GIVEN PROBLEM =>
Gather every line below that contains the word "brown".

**** TASK DATA

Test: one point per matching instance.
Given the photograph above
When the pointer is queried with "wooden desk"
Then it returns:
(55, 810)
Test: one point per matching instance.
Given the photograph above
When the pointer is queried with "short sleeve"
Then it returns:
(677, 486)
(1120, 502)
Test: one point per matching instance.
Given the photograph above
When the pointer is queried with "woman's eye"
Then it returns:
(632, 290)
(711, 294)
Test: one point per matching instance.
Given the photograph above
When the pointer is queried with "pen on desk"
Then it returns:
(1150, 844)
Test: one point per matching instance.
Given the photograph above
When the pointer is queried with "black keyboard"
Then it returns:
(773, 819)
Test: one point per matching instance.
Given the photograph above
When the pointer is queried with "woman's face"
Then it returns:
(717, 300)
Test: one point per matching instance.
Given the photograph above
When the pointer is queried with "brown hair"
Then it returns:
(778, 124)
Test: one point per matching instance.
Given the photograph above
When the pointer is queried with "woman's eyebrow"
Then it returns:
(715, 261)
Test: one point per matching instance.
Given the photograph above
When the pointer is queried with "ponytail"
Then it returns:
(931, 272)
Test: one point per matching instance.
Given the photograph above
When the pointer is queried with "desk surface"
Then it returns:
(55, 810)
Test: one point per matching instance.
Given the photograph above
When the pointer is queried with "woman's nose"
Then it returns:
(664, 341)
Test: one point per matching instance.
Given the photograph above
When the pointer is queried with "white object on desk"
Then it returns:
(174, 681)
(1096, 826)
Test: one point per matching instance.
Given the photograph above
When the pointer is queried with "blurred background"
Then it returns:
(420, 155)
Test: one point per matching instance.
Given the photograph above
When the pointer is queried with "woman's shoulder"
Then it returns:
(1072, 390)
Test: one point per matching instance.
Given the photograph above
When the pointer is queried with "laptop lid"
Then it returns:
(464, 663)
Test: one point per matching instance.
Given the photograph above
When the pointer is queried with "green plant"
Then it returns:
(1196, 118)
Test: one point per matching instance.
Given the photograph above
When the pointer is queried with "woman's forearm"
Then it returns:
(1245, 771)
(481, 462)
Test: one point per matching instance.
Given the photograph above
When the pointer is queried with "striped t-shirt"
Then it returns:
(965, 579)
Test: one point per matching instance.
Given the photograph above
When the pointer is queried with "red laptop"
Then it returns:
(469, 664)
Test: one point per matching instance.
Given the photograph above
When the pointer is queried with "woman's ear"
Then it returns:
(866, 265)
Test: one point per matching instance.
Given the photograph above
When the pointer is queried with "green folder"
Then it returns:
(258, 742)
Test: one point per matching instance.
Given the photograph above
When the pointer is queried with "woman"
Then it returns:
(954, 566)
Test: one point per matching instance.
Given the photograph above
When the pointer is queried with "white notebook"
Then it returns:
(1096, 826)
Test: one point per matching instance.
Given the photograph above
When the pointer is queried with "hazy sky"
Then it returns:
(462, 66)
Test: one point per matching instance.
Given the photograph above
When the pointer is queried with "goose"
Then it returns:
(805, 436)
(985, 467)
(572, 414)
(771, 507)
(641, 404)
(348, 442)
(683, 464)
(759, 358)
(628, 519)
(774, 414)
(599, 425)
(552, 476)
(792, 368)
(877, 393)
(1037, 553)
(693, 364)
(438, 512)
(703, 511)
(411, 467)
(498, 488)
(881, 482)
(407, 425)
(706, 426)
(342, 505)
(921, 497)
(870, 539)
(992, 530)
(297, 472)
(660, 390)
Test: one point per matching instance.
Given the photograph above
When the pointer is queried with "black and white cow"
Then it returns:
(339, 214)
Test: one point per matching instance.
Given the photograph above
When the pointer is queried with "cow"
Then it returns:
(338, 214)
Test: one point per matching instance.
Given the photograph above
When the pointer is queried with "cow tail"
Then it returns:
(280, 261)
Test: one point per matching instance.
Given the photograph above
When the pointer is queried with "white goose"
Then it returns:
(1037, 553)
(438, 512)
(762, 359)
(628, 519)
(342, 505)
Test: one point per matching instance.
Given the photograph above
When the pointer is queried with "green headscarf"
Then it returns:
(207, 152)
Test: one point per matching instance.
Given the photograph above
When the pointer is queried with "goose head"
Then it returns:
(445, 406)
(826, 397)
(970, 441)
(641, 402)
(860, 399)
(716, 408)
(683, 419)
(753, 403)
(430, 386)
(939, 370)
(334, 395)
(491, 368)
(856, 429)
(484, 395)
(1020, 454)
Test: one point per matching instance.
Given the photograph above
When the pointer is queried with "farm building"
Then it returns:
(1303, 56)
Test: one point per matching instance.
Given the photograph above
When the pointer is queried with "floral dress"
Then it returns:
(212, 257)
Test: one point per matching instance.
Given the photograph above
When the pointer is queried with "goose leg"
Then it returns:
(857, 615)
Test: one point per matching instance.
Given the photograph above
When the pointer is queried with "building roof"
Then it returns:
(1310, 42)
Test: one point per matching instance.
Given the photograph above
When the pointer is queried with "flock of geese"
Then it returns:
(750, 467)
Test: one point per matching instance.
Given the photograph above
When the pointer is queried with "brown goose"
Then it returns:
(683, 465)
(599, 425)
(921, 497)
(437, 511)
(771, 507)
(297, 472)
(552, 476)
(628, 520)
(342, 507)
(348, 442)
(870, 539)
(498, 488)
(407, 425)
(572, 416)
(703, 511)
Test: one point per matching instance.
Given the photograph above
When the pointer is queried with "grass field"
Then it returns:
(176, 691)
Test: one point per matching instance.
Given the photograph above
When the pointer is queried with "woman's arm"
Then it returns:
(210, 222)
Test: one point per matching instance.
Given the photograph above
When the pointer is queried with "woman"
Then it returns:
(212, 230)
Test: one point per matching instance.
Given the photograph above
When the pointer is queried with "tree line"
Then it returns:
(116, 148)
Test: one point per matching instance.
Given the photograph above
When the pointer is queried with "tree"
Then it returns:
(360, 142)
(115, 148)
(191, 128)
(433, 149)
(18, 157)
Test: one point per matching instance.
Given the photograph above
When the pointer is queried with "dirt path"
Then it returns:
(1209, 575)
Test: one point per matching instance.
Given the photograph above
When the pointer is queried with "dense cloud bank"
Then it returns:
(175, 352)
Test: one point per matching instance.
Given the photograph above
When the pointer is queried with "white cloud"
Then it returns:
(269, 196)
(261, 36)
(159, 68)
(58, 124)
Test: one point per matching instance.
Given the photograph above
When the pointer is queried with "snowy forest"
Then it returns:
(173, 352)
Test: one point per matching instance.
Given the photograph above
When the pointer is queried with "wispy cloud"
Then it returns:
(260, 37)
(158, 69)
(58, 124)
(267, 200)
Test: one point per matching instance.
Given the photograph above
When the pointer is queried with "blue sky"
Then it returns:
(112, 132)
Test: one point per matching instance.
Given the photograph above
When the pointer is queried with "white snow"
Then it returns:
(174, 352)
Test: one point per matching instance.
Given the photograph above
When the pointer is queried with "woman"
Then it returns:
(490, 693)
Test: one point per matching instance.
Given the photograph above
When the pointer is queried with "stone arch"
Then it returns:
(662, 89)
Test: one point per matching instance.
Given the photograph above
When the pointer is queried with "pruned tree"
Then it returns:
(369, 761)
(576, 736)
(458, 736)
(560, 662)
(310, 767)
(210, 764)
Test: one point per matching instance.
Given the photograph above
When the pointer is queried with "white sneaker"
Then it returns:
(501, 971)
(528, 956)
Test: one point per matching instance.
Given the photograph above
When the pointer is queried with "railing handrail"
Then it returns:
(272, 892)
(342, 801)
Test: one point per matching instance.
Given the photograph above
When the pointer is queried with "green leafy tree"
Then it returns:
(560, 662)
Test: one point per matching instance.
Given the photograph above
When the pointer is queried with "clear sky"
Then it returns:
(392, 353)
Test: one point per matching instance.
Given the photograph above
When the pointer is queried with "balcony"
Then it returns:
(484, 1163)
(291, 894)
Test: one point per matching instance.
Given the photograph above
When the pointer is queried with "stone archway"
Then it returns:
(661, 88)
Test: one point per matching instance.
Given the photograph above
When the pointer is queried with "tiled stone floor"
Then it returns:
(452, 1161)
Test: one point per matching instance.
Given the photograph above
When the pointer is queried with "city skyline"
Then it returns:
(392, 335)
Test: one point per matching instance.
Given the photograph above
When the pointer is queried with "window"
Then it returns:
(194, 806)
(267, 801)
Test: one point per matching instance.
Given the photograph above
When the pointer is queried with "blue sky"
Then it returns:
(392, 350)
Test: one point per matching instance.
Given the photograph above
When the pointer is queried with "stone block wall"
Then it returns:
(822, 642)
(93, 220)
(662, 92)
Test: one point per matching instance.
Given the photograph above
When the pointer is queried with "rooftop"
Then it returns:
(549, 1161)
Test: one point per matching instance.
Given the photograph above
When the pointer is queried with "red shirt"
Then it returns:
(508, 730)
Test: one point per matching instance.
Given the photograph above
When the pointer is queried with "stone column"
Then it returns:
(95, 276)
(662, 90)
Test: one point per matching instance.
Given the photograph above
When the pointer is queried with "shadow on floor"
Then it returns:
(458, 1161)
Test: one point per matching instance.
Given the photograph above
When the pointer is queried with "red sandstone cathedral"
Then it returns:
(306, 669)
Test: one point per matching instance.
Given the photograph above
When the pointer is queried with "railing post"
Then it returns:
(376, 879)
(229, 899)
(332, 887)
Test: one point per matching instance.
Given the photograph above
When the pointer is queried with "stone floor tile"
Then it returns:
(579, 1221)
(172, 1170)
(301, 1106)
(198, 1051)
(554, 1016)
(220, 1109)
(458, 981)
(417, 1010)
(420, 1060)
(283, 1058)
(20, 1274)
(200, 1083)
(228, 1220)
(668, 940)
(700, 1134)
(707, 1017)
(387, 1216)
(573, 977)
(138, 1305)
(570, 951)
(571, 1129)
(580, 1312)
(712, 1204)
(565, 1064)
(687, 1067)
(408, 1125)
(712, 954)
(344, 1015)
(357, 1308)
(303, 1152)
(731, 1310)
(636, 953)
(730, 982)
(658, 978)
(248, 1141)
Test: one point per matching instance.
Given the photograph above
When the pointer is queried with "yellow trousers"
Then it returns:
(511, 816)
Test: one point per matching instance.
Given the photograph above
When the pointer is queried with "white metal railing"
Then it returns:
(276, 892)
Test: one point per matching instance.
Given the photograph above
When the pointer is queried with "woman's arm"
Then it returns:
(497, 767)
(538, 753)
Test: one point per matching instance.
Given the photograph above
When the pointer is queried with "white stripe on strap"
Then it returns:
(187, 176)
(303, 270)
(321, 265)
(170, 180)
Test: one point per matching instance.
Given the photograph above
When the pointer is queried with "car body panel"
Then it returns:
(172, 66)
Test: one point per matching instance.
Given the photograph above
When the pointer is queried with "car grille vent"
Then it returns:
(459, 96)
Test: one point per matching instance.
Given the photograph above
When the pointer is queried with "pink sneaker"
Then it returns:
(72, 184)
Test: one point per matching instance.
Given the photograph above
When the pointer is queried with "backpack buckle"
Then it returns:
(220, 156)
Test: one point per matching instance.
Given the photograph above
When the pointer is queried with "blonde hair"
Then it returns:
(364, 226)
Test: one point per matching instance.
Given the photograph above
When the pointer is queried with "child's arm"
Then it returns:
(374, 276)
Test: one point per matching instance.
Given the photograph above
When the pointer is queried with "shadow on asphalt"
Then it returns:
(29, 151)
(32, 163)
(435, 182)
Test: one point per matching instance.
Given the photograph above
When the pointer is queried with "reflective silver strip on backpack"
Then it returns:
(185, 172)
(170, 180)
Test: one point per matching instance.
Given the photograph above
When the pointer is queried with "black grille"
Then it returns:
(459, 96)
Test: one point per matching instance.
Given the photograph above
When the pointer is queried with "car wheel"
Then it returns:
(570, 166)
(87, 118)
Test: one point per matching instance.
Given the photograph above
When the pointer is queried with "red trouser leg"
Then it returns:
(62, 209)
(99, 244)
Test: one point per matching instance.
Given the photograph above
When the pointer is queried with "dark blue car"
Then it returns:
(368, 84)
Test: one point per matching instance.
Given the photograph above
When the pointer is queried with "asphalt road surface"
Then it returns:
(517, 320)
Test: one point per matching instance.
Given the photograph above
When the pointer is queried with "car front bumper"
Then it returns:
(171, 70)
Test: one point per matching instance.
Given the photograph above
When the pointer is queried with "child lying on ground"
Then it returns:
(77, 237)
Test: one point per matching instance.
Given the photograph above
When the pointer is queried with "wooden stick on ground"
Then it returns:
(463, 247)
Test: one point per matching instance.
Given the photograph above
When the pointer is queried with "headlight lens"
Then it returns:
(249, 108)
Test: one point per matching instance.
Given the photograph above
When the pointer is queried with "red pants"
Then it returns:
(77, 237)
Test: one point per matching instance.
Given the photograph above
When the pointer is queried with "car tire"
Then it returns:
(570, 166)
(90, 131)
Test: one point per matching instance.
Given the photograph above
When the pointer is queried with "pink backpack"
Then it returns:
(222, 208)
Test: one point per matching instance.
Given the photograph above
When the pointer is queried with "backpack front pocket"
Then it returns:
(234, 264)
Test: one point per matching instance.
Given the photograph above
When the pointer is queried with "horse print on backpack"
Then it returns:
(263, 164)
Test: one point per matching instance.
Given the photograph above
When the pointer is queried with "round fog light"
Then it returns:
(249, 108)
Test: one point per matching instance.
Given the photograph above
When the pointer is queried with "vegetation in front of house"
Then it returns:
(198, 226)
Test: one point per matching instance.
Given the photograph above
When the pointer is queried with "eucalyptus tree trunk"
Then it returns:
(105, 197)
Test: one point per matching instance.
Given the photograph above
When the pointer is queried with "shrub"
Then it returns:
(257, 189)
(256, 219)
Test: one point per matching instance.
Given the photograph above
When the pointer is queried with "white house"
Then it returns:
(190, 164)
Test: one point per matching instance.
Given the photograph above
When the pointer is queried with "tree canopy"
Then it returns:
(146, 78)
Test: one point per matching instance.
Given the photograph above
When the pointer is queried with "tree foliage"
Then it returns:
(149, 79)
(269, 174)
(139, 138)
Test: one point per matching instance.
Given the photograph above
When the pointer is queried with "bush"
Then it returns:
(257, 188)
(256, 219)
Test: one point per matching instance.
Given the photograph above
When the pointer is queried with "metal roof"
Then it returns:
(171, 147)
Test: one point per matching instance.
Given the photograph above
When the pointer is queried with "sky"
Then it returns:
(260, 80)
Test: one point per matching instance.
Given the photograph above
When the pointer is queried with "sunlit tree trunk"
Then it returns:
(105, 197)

********

FULL OUTPUT =>
When the pointer is queried with "brown hair"
When the pointer is queried with "brown goose"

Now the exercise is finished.